* Passage:

********

The Downfall of the Investment Banking Model

Niels Jensen and Jan Wilhelmsen, of Absolute Return Partners via Infectious Greed.

What is truly disgraceful is that investment banks could only manage returns on equity of 15-25% with a balance sheet that was often leveraged to the sky.
Using Lehman as an example, below is a quick and dirty explanation as to why investment banks were "only" able to achieve 15-25% return on equity and why it wasn't necessarily "disgraceful" (on an individual bank by bank basis), but rather a function of how these banks functioned in a framework that should not have been allowed. In fact, I argue that these aggressive return targets played an integral role in the downfall of the investment banking model.

Net Income:
While Lehman's net income did in fact rise dramatically from 2003-2007, it pales in comparison to what Lehman Brothers (and others) paid their employees. In 2007, Lehman paid their employees well in excess of $300,000 per year ON AVERAGE. To see how large this was in comparison to the net income of the firm, if salaries in 2007 were at 2003 levels per employee (still $260,000+), return on equity would have been 30% instead of the 20% level reported.

To pay for these increased salaries and still reach their 15-25% return on equity (from a growing equity base), Lehman increasingly turned to leverage (when a firm needs to return almost $4B rather than $2B to reach their target, strategies that previously would have been turned down, are now accepted. These lower returning strategies are then amplified through leverage).

As can be seen below, this is exactly what happened. From 2003-2007 average salaries skyrocketed as banks outbid one another for new talent (more projects requires more employees), leverage increased dramatically as Lehman's went from less than 24x to 31x (and remember this is more leverage off of a larger base number), all the while return on equity wasn't able to keep up with both the increase in salary or leverage.

********

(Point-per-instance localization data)
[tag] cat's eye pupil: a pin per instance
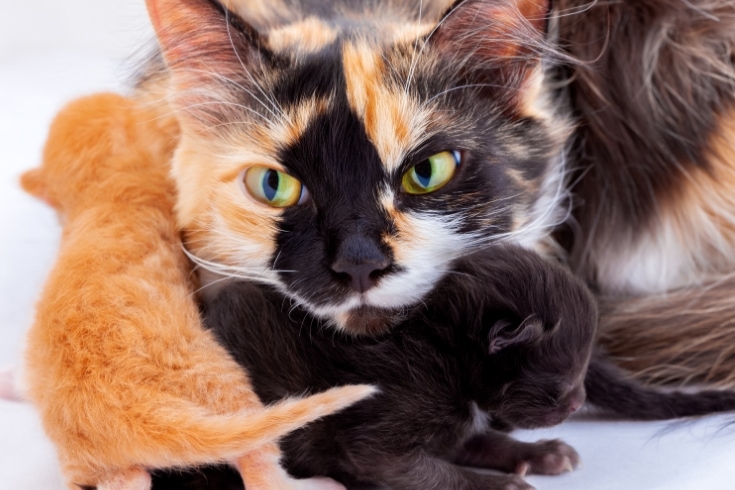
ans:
(270, 184)
(423, 172)
(431, 174)
(272, 187)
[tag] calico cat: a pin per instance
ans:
(388, 138)
(346, 153)
(503, 341)
(123, 375)
(654, 96)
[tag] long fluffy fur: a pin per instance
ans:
(654, 92)
(124, 377)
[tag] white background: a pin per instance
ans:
(52, 51)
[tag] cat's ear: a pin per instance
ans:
(497, 42)
(210, 53)
(504, 333)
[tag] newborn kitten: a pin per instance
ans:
(504, 341)
(124, 377)
(505, 337)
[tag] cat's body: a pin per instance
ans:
(503, 341)
(124, 377)
(350, 97)
(654, 154)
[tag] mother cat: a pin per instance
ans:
(346, 152)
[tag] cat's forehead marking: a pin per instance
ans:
(307, 36)
(394, 121)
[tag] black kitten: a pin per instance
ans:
(506, 337)
(504, 341)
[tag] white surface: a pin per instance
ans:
(49, 54)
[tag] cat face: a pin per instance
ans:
(349, 160)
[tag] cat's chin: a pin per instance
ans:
(367, 320)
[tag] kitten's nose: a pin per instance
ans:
(361, 260)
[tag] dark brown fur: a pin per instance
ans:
(505, 332)
(655, 99)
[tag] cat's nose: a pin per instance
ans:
(359, 258)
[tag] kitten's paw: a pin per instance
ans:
(318, 484)
(548, 458)
(512, 482)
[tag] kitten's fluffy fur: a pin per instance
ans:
(503, 341)
(650, 173)
(124, 377)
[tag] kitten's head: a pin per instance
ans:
(347, 160)
(535, 356)
(98, 147)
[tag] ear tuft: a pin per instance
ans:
(504, 333)
(500, 42)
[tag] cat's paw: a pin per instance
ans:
(318, 484)
(510, 482)
(551, 457)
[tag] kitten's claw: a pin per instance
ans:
(549, 458)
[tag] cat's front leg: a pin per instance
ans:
(495, 450)
(418, 470)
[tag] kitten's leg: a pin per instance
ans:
(499, 451)
(261, 470)
(132, 479)
(420, 471)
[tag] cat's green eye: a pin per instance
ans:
(431, 174)
(273, 187)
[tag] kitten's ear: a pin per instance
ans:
(501, 42)
(209, 50)
(504, 333)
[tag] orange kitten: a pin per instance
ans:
(117, 363)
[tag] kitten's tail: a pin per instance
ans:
(187, 435)
(609, 389)
(685, 336)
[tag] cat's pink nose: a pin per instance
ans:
(363, 274)
(361, 259)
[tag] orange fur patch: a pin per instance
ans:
(394, 122)
(122, 373)
(307, 36)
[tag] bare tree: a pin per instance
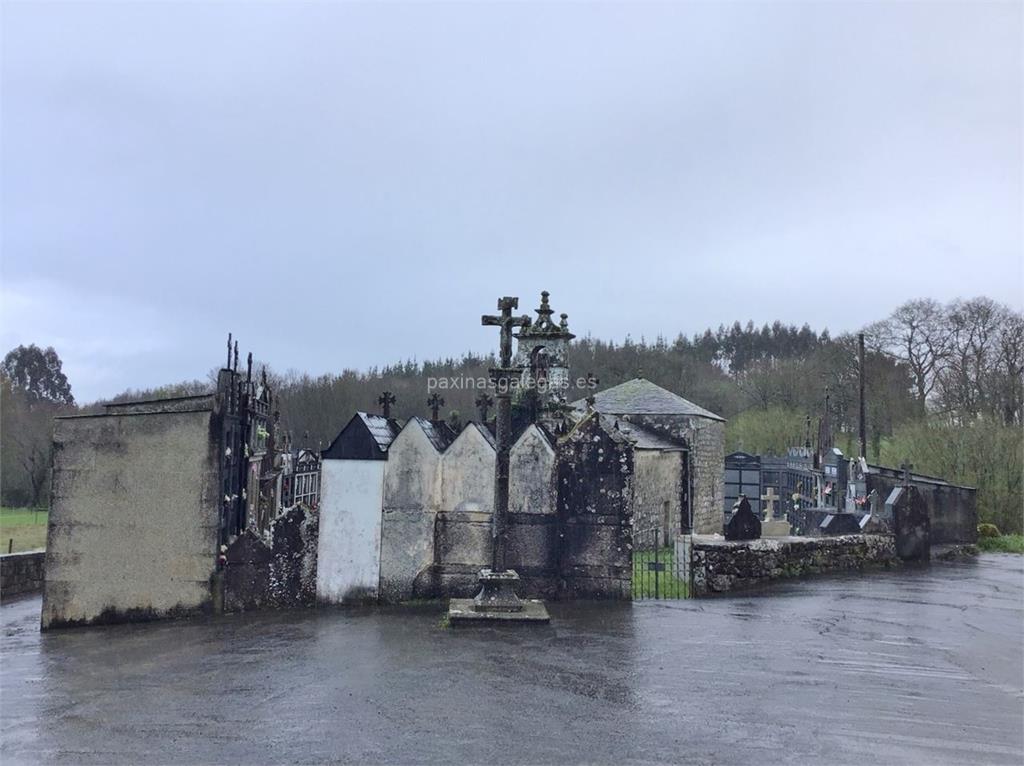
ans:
(916, 334)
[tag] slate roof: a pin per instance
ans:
(383, 430)
(439, 433)
(485, 431)
(640, 396)
(642, 438)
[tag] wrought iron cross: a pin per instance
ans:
(906, 468)
(483, 402)
(506, 322)
(435, 402)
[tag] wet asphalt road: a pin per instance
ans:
(912, 667)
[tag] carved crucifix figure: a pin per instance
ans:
(906, 468)
(435, 402)
(503, 378)
(769, 499)
(385, 400)
(483, 402)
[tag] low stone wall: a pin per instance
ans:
(22, 572)
(720, 565)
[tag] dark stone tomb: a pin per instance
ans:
(841, 523)
(743, 524)
(910, 523)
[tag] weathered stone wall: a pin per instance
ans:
(133, 520)
(532, 522)
(657, 495)
(531, 461)
(20, 572)
(952, 510)
(706, 440)
(279, 575)
(719, 566)
(594, 470)
(349, 542)
(708, 459)
(412, 499)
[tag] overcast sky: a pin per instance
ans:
(350, 184)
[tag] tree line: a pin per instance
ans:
(944, 389)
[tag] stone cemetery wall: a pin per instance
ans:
(719, 566)
(594, 470)
(20, 572)
(349, 546)
(279, 575)
(133, 519)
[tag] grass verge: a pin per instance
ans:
(23, 529)
(1001, 544)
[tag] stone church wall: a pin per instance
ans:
(657, 495)
(706, 439)
(133, 519)
(708, 462)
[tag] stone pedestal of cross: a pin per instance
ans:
(771, 526)
(497, 599)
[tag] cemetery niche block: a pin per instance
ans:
(841, 523)
(910, 523)
(743, 524)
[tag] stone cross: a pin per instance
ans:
(385, 400)
(483, 402)
(769, 498)
(906, 468)
(506, 322)
(503, 378)
(435, 402)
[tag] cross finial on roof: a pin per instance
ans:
(906, 467)
(483, 402)
(385, 400)
(435, 402)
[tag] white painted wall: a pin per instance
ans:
(349, 551)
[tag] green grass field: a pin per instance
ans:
(27, 527)
(669, 585)
(1003, 544)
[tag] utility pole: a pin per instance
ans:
(863, 415)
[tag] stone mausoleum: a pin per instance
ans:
(407, 508)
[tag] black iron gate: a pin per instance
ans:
(659, 566)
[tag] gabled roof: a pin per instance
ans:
(642, 438)
(366, 436)
(484, 431)
(439, 433)
(382, 429)
(640, 396)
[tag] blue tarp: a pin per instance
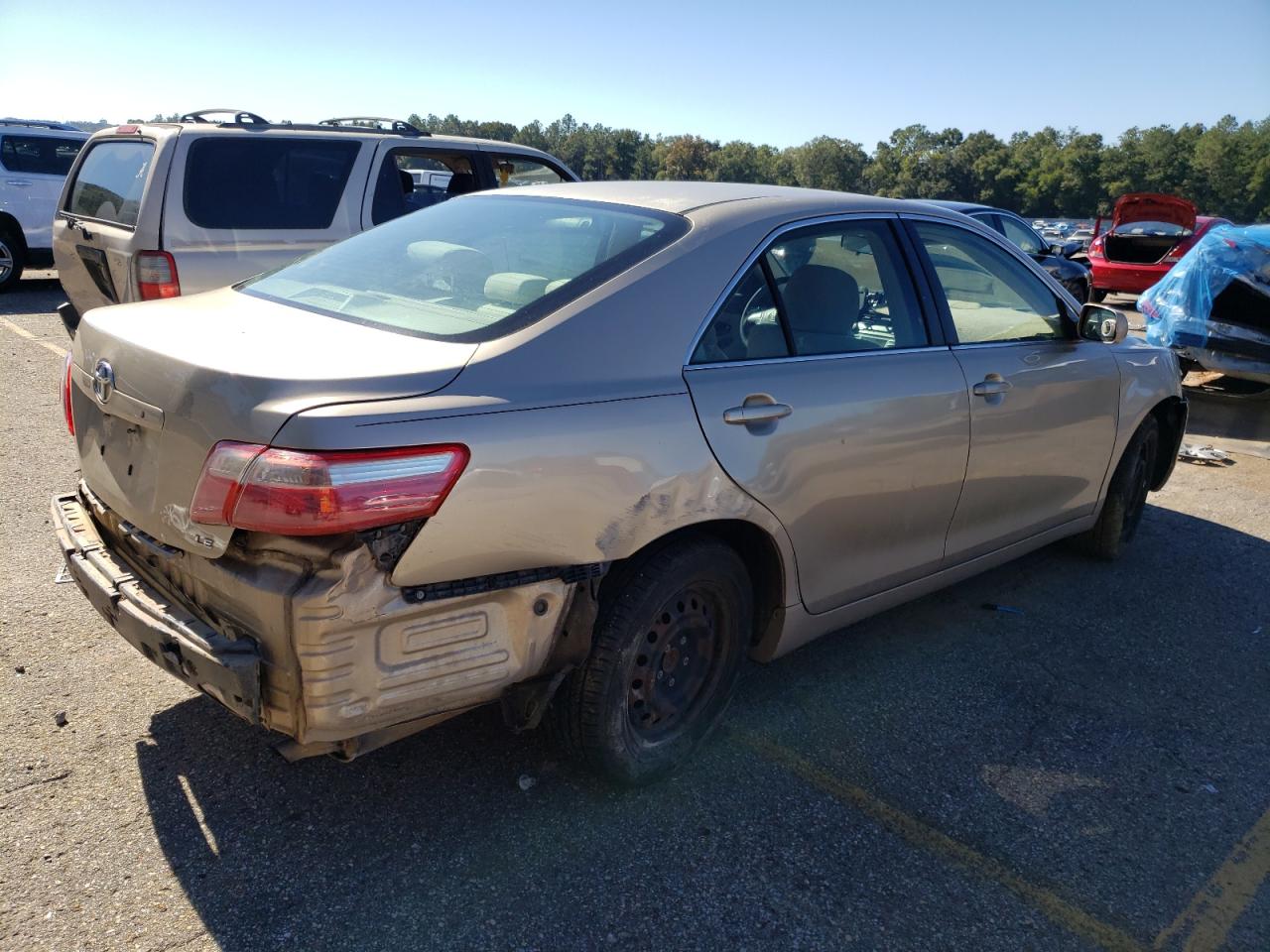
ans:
(1179, 304)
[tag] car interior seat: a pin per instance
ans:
(461, 182)
(822, 304)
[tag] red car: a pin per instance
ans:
(1150, 232)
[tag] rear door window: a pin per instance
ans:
(275, 184)
(111, 180)
(39, 155)
(411, 179)
(991, 296)
(515, 171)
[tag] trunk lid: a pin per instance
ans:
(1151, 206)
(190, 372)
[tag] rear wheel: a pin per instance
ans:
(12, 259)
(667, 653)
(1127, 497)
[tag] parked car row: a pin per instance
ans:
(35, 158)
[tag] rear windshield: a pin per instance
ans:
(39, 155)
(267, 182)
(472, 270)
(1159, 229)
(111, 180)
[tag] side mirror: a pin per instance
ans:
(1105, 324)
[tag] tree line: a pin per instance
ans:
(1223, 168)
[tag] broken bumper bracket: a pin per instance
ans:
(162, 630)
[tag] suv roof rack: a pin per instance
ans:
(41, 125)
(240, 116)
(398, 126)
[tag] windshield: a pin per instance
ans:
(474, 270)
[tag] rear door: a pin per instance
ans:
(1043, 403)
(107, 213)
(825, 394)
(240, 203)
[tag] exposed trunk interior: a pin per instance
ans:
(1138, 249)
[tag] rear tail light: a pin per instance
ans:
(157, 276)
(66, 394)
(296, 493)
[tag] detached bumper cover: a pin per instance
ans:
(167, 634)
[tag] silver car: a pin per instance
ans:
(580, 449)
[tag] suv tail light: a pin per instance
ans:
(296, 493)
(157, 276)
(66, 394)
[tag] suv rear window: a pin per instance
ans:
(471, 270)
(111, 180)
(39, 155)
(266, 182)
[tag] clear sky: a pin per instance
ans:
(779, 71)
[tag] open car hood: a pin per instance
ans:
(1152, 206)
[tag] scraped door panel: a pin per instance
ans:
(864, 471)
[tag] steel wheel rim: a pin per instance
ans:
(676, 665)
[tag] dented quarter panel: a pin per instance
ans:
(1148, 375)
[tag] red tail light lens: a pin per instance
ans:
(157, 276)
(66, 394)
(298, 493)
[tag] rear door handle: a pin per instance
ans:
(992, 384)
(757, 413)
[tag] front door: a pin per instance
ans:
(1043, 403)
(825, 397)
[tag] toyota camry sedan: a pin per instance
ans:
(581, 449)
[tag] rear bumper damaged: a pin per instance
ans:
(308, 638)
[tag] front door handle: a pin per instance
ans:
(992, 384)
(757, 413)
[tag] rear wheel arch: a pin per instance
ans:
(1171, 417)
(12, 227)
(756, 548)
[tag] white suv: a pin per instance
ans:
(168, 208)
(35, 158)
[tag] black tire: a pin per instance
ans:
(680, 613)
(13, 259)
(1127, 497)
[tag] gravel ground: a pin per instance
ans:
(1089, 771)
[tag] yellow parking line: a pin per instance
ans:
(926, 837)
(1209, 916)
(28, 335)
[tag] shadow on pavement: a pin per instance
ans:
(1138, 675)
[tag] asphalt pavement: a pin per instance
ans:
(1084, 767)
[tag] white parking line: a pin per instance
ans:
(28, 335)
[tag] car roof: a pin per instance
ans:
(42, 127)
(731, 200)
(286, 128)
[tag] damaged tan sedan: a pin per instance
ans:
(580, 449)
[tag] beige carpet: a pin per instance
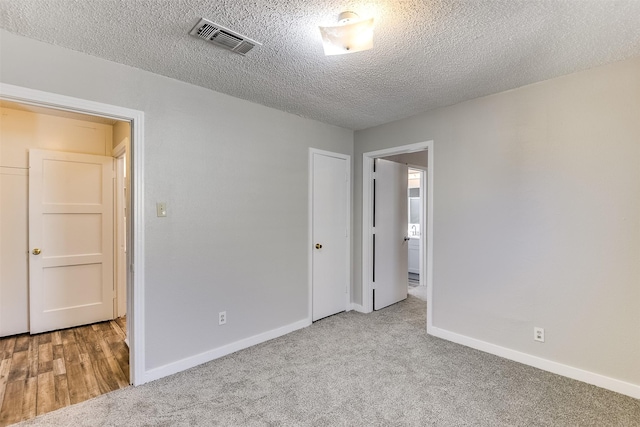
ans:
(353, 369)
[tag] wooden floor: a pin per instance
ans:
(44, 372)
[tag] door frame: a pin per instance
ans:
(367, 223)
(120, 153)
(135, 280)
(348, 305)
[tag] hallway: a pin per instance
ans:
(44, 372)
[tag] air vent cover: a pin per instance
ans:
(224, 37)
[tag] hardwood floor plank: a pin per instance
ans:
(46, 393)
(71, 353)
(45, 358)
(61, 388)
(58, 351)
(11, 411)
(58, 367)
(91, 341)
(44, 338)
(104, 376)
(121, 352)
(118, 374)
(56, 338)
(122, 322)
(76, 382)
(19, 367)
(5, 367)
(67, 336)
(29, 402)
(89, 376)
(33, 357)
(44, 372)
(6, 347)
(22, 343)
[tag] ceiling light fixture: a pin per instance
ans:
(352, 34)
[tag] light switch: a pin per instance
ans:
(161, 208)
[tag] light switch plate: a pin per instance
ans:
(161, 209)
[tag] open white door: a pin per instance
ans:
(70, 239)
(330, 225)
(390, 233)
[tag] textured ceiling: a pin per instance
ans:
(426, 54)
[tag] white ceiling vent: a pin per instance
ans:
(217, 34)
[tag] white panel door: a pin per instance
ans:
(70, 239)
(390, 225)
(330, 216)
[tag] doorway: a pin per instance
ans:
(135, 262)
(329, 233)
(368, 243)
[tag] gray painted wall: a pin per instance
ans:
(537, 217)
(234, 176)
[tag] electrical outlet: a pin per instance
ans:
(161, 209)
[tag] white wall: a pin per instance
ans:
(537, 217)
(21, 131)
(234, 177)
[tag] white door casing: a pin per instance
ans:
(330, 217)
(390, 233)
(121, 198)
(71, 224)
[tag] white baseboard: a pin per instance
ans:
(199, 359)
(622, 387)
(357, 307)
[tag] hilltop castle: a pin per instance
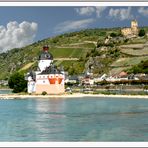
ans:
(47, 78)
(131, 32)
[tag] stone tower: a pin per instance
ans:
(134, 27)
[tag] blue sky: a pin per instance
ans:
(37, 23)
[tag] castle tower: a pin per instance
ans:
(45, 59)
(134, 27)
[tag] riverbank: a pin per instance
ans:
(75, 95)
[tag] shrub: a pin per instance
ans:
(17, 82)
(113, 34)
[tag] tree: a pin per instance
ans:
(113, 34)
(17, 82)
(142, 32)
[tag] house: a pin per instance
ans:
(132, 31)
(47, 78)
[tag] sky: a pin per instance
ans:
(20, 26)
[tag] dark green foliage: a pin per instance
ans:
(142, 32)
(113, 34)
(17, 82)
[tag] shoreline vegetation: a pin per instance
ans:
(74, 95)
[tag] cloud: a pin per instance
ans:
(87, 11)
(143, 11)
(121, 13)
(99, 11)
(73, 25)
(17, 35)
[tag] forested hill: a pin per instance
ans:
(102, 50)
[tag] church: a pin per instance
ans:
(48, 78)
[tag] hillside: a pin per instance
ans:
(78, 51)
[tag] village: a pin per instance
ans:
(87, 82)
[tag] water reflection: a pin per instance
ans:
(83, 119)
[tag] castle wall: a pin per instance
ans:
(133, 31)
(126, 31)
(50, 89)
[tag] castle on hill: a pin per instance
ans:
(131, 32)
(48, 78)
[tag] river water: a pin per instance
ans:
(74, 119)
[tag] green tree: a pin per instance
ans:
(17, 82)
(142, 32)
(113, 34)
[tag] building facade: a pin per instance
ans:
(131, 32)
(48, 78)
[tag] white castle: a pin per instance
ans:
(47, 78)
(132, 31)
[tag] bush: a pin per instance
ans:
(17, 82)
(113, 34)
(142, 32)
(44, 93)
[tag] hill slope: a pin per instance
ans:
(77, 52)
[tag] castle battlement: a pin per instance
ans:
(131, 32)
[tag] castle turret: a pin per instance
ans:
(45, 59)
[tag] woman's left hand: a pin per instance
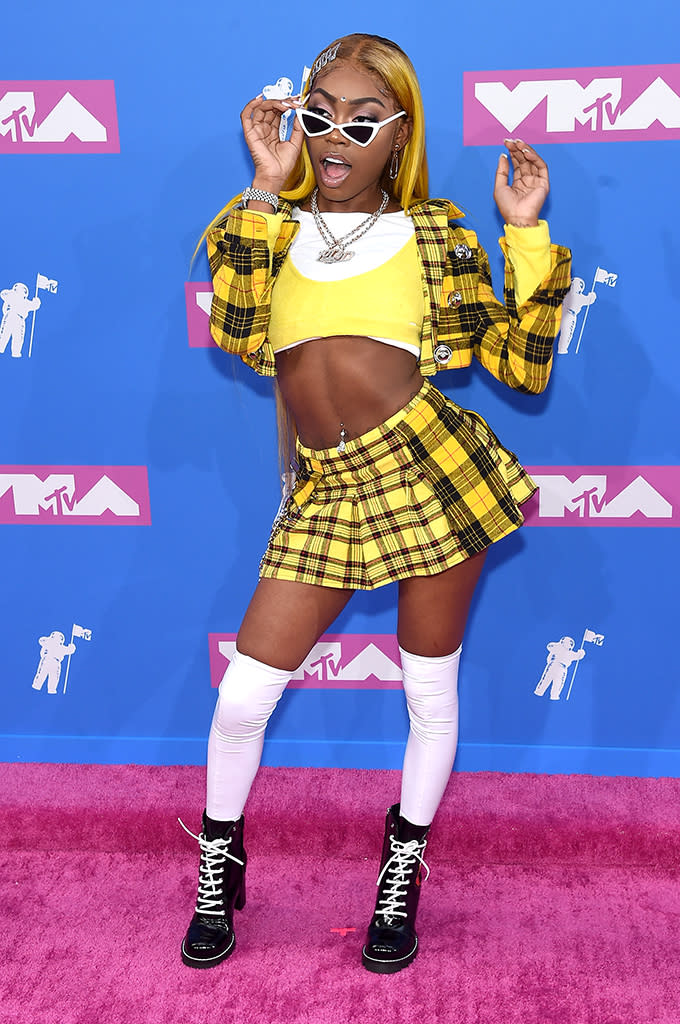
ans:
(520, 202)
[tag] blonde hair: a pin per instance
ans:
(382, 57)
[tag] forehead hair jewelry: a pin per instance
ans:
(326, 57)
(336, 251)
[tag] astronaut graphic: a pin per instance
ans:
(560, 655)
(15, 307)
(52, 652)
(575, 301)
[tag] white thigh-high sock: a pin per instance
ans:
(431, 688)
(248, 694)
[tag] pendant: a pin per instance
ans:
(335, 254)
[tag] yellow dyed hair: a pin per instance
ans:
(382, 57)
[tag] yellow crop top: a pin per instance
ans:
(384, 303)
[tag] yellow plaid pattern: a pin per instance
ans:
(413, 497)
(461, 310)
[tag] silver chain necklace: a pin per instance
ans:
(336, 251)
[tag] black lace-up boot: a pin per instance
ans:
(391, 943)
(210, 938)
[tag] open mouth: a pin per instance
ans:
(334, 170)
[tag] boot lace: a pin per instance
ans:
(214, 853)
(397, 871)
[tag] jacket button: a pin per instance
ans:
(442, 353)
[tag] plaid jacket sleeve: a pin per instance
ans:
(515, 344)
(243, 267)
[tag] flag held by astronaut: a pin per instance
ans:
(47, 284)
(603, 276)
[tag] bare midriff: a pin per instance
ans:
(358, 382)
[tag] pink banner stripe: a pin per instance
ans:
(198, 296)
(346, 662)
(604, 496)
(75, 496)
(58, 117)
(571, 104)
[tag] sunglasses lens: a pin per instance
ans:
(359, 133)
(313, 124)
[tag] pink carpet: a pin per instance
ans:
(552, 900)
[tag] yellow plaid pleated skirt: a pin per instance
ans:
(423, 491)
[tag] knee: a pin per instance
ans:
(430, 685)
(248, 694)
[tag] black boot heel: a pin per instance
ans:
(391, 942)
(210, 937)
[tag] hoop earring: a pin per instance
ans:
(394, 165)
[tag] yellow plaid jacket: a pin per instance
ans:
(515, 344)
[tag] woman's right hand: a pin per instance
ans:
(273, 160)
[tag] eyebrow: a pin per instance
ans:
(352, 102)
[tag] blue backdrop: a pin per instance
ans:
(124, 537)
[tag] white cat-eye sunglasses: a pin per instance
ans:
(360, 132)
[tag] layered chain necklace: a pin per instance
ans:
(336, 251)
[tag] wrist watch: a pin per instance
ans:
(261, 196)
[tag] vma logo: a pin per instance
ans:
(338, 662)
(198, 296)
(99, 495)
(572, 104)
(58, 117)
(604, 496)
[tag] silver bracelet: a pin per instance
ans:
(261, 196)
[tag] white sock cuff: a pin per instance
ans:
(418, 663)
(246, 663)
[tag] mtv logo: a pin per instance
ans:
(338, 662)
(572, 104)
(58, 117)
(604, 496)
(198, 297)
(98, 495)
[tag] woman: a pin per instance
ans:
(338, 274)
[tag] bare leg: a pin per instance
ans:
(284, 621)
(433, 609)
(282, 625)
(432, 615)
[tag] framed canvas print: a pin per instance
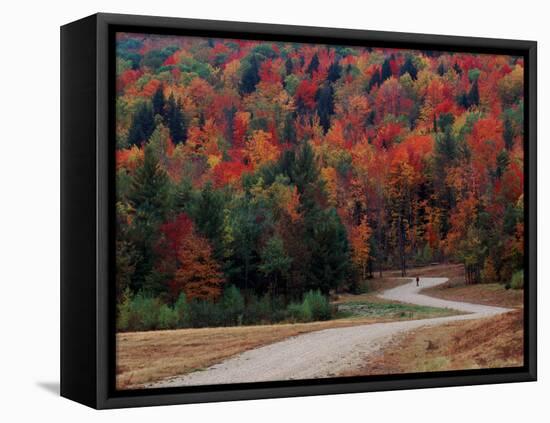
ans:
(256, 211)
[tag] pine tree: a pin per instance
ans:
(175, 121)
(410, 68)
(199, 276)
(149, 198)
(289, 66)
(251, 76)
(376, 79)
(334, 71)
(473, 95)
(386, 70)
(325, 105)
(508, 134)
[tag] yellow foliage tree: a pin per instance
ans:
(360, 236)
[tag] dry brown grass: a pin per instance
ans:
(486, 343)
(144, 357)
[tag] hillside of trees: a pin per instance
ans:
(252, 171)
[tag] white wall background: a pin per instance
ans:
(29, 209)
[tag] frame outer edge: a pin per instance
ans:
(260, 391)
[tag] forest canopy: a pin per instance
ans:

********

* Task requirements: Extract, word for word, the part of the investment banking passage that begins with "What is truly" and ends with "to the sky.". The records have nothing to do with this work.

* Response area:
What is truly disgraceful is that investment banks could only manage returns on equity of 15-25% with a balance sheet that was often leveraged to the sky.